**** EXERCISE TEXT ****
Lockdowns Don’t Work - cvwright
http://thepublicdiscourse.com/2020/04/62572/
======
robocat
Clickbait title. The author isn’t saying “lockdowns don’t work“, he is
hypothesising that other measures are enough. He bases this on the fact that
deaths start dropping 15 days after lockdown when they should only reasonably
be expected to start dropping 21 days after lockdown.

Inane argument:

1\. many days before a country goes into lockdown, things are bad and people
are volunteerily going into lockdown.

2\. He would need to wait for more than say 30 days after lockdown to see if
lockdown did affect death rate. Especially if the tallying of deaths has many
days of lag before numbers get recorded to their real values.

3\. He assumes deaths are a wall at 21 days, instead of thinking there could
be a spread starting at less than 21 days.

4\. When a health system is under stress, perhaps people die quicker than his
assumption of 21 days.

Generally a poor article, needs more time and data before he can make even a
little sense of the data. Another economist looking at cherry picked data and
jumping to conclusions from it.
**** DATASET RECORDS ****
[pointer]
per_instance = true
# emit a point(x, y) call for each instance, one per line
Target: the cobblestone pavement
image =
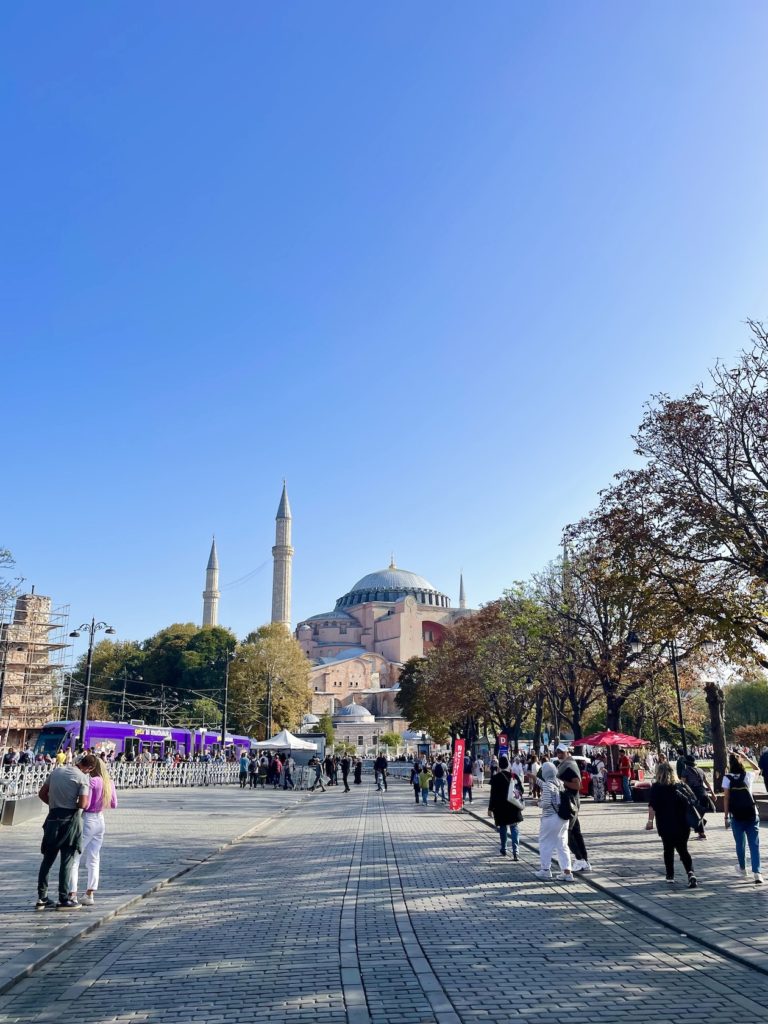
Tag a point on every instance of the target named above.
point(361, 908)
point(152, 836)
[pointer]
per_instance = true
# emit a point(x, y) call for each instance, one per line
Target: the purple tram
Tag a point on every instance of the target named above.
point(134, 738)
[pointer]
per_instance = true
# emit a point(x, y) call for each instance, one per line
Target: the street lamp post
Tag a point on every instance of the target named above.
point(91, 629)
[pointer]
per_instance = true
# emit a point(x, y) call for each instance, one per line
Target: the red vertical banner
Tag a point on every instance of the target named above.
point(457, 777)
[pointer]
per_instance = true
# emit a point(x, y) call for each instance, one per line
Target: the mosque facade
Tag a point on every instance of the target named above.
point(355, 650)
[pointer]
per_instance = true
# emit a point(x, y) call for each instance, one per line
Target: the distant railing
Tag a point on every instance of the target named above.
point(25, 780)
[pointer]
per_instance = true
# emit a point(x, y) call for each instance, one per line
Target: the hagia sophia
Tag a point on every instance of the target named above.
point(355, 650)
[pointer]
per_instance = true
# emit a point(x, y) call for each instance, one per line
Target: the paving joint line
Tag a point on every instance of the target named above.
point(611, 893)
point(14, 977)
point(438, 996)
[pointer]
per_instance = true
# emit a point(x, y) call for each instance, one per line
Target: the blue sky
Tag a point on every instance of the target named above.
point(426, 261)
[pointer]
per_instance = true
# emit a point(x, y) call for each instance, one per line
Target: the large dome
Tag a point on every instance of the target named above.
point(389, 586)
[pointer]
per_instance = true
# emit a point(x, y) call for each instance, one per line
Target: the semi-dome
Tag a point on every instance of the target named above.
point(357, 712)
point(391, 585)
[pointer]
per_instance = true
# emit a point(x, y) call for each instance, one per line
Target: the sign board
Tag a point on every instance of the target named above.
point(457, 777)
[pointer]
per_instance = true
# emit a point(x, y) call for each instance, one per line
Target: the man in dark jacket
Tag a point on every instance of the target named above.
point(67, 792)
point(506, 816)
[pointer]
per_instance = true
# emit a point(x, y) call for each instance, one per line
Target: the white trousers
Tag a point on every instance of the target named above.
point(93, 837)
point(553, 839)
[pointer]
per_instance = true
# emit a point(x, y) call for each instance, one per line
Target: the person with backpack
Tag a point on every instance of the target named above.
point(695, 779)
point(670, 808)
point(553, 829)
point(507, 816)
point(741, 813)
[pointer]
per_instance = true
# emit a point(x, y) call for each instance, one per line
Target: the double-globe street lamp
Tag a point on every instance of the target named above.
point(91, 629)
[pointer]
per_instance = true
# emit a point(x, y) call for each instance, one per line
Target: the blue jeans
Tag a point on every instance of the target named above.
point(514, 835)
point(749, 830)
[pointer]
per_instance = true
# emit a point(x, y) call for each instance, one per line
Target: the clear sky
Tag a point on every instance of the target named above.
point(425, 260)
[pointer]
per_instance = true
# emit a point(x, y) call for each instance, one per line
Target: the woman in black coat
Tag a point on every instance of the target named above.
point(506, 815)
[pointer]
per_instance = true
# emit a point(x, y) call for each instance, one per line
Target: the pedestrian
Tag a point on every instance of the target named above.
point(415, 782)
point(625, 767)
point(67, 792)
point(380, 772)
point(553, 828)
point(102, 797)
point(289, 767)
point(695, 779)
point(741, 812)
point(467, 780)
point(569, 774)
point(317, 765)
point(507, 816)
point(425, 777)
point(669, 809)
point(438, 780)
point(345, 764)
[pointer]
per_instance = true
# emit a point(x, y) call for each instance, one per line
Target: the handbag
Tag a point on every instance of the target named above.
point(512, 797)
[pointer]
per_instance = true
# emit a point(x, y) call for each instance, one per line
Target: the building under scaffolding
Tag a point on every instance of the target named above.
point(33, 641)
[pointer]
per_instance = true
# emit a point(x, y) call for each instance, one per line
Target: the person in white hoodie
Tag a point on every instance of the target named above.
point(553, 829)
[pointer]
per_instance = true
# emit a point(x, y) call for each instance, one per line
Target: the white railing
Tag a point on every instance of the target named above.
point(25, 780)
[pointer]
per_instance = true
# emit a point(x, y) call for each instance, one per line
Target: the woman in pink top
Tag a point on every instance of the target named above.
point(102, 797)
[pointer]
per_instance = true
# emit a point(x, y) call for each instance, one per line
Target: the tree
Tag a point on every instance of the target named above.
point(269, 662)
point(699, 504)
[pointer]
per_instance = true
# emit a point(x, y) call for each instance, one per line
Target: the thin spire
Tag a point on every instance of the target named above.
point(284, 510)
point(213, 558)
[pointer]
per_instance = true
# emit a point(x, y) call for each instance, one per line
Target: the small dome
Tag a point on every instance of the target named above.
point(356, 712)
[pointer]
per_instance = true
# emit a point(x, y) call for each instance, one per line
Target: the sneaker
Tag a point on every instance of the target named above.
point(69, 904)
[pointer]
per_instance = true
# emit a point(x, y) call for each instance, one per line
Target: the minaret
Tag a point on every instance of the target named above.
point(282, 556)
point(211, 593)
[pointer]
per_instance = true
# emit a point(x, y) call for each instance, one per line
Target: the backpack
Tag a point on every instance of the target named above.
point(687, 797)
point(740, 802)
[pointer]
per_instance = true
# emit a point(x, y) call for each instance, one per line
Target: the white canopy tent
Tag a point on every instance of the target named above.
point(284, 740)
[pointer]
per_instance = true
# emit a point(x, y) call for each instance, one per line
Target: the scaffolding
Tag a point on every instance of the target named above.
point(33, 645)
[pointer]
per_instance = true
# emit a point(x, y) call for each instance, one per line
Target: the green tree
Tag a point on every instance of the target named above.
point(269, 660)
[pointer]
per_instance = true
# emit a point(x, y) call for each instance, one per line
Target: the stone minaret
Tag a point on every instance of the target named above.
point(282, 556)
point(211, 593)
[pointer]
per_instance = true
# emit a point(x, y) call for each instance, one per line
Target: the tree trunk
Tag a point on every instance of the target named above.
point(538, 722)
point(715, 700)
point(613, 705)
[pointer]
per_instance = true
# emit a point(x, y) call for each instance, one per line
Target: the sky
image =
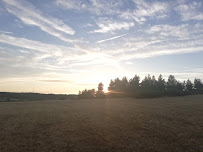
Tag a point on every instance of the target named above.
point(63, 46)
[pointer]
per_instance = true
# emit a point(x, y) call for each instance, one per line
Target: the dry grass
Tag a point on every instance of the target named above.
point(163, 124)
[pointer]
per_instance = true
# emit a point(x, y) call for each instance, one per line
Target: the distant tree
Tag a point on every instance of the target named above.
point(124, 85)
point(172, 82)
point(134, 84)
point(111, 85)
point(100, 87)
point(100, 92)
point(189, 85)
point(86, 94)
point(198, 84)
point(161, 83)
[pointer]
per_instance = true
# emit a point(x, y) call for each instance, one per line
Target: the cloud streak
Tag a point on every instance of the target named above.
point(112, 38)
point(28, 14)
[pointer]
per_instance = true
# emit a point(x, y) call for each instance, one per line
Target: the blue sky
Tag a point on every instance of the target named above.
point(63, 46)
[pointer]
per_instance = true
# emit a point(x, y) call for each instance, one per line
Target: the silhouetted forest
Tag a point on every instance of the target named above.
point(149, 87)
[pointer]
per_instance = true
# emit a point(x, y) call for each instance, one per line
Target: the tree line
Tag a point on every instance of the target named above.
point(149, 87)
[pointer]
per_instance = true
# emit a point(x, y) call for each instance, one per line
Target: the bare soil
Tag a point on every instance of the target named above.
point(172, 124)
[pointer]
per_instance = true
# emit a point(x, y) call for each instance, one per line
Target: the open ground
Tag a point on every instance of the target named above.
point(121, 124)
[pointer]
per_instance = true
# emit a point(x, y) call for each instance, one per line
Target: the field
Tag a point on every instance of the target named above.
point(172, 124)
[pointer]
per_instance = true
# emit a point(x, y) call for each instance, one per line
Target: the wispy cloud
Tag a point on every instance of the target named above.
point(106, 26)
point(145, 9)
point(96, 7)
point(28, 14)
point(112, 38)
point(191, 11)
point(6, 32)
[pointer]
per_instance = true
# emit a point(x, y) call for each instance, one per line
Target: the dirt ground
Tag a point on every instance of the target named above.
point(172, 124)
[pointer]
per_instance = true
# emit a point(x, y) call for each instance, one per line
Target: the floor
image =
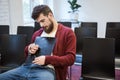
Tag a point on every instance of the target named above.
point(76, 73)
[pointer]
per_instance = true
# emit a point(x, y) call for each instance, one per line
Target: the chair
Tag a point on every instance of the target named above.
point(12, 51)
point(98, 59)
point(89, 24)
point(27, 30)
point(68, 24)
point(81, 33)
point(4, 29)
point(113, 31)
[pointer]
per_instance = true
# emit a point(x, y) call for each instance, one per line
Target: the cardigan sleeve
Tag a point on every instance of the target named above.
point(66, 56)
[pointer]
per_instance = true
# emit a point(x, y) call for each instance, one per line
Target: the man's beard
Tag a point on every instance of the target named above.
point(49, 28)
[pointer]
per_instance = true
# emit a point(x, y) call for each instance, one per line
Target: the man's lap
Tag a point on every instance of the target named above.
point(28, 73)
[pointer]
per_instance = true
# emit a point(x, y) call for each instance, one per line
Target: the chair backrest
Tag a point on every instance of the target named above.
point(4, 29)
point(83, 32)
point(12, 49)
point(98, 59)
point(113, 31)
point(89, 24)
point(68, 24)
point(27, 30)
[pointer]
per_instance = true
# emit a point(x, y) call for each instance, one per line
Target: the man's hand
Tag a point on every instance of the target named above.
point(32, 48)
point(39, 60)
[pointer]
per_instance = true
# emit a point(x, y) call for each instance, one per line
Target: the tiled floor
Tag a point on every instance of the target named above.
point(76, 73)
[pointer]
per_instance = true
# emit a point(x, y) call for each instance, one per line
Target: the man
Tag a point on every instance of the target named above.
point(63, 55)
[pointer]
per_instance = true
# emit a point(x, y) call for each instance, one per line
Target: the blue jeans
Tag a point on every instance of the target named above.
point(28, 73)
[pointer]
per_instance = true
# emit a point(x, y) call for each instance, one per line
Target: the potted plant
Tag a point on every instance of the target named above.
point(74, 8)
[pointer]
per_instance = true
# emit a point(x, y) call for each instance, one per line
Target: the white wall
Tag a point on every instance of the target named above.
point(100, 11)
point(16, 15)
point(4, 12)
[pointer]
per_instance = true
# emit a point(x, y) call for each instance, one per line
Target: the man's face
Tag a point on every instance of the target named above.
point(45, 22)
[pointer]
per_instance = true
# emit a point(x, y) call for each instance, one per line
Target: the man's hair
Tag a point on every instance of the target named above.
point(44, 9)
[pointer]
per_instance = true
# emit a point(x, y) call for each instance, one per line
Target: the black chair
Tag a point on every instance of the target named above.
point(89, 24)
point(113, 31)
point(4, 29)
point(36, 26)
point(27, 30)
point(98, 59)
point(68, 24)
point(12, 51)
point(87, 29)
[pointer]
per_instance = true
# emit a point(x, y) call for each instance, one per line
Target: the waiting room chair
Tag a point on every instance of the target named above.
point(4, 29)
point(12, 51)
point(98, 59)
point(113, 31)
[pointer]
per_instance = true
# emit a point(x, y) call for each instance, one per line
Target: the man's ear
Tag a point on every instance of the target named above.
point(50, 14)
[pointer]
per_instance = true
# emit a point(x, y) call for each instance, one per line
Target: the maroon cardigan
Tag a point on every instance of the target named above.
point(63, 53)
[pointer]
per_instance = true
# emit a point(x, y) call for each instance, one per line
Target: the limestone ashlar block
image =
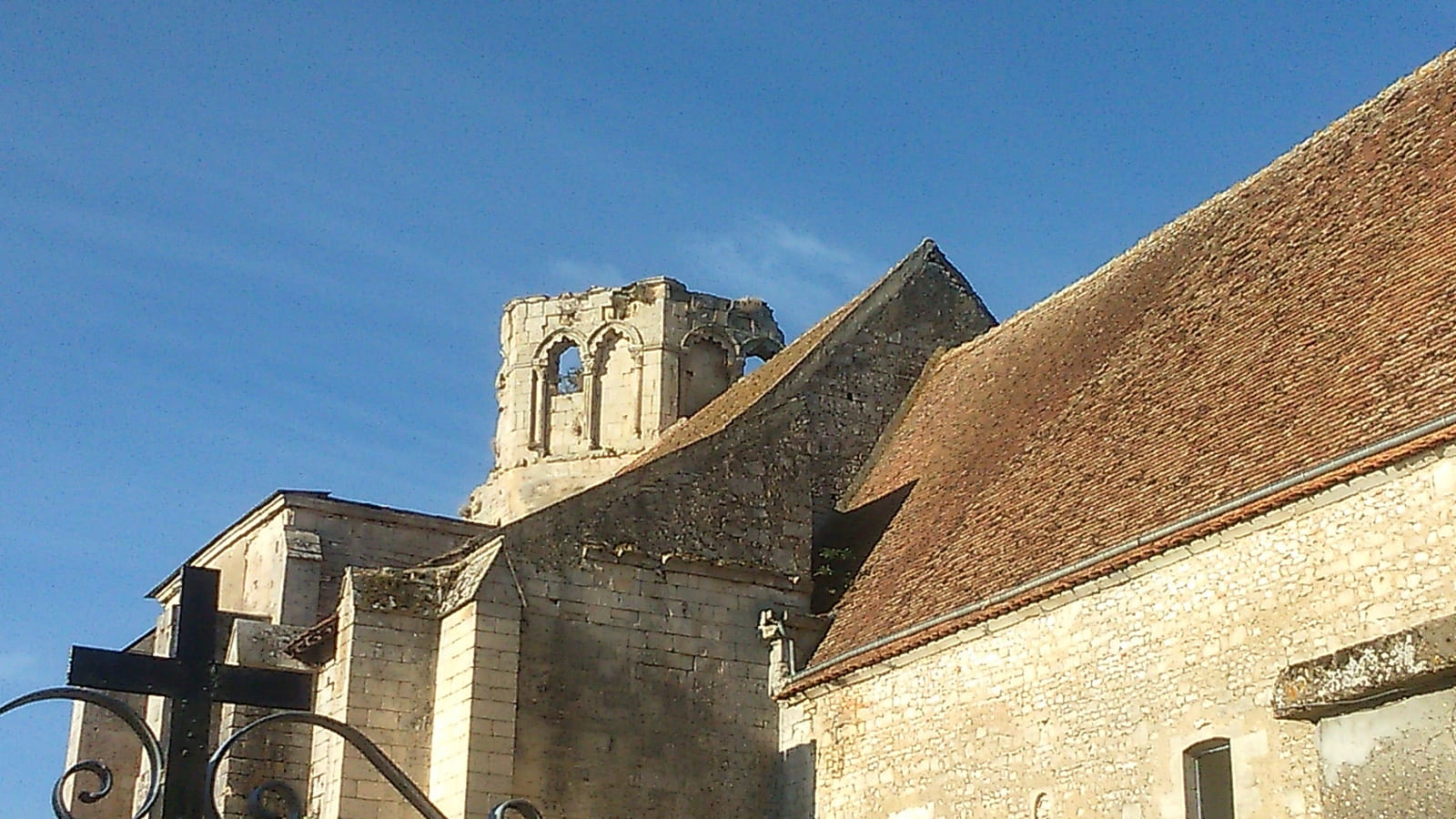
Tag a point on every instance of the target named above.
****
WORK TASK A:
Please print everything in the lockdown thread from "1\. many days" down to "their real values.".
WORK TASK B:
Rewrite the paragraph of the lockdown thread that begins "Clickbait title." as a short bulleted list that keeps its main facts.
WORK TASK C:
In the lockdown thread, after how many days from lockdown does the commenter say deaths should reasonably be expected to start dropping?

RESPONSE AREA A:
1\. many days before a country goes into lockdown, things are bad and people
are volunteerily going into lockdown.

2\. He would need to wait for more than say 30 days after lockdown to see if
lockdown did affect death rate. Especially if the tallying of deaths has many
days of lag before numbers get recorded to their real values.

RESPONSE AREA B:
- The title is clickbait.
- The author isn't saying lockdowns don't work but hypothesizing that other measures are enough.
- This rests on deaths starting to drop 15 days after lockdown, when they would reasonably be expected to start dropping only after 21 days.

RESPONSE AREA C:
21 days.